Aim of the task: Please identify each line in the data below that contains the word "steel" and copy those lines. The match is case-sensitive.

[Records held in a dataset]
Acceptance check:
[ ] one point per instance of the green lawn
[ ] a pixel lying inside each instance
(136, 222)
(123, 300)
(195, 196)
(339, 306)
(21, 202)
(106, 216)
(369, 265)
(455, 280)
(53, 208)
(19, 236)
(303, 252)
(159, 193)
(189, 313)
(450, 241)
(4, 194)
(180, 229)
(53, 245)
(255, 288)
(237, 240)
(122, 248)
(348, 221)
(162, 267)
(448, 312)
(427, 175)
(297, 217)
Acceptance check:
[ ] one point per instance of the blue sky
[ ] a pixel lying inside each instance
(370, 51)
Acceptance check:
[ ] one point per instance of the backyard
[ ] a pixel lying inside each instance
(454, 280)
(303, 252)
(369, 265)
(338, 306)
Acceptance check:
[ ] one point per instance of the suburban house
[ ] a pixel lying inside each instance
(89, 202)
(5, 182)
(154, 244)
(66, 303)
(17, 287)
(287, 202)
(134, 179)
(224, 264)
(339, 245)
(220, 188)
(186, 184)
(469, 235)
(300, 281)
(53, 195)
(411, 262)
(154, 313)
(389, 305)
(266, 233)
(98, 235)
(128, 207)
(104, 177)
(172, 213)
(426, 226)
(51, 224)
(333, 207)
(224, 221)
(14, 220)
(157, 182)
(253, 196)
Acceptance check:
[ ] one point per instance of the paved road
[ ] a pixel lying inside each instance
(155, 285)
---
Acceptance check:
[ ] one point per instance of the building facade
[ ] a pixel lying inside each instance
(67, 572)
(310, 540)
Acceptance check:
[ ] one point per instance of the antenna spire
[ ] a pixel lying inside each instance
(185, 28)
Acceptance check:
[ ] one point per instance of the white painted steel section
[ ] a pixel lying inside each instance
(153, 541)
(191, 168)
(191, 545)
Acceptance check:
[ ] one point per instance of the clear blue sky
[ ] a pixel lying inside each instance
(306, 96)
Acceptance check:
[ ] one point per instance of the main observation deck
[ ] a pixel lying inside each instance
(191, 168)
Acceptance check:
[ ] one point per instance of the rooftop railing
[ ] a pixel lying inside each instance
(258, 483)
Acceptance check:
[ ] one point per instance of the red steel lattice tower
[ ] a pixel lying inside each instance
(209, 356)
---
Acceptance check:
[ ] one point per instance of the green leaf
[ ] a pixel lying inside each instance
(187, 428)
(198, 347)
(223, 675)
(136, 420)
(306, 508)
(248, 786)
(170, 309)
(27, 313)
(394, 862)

Exercise answer:
[ ] one point per instance of the white painted steel section
[ ] one point per instance of the red steel lattice tower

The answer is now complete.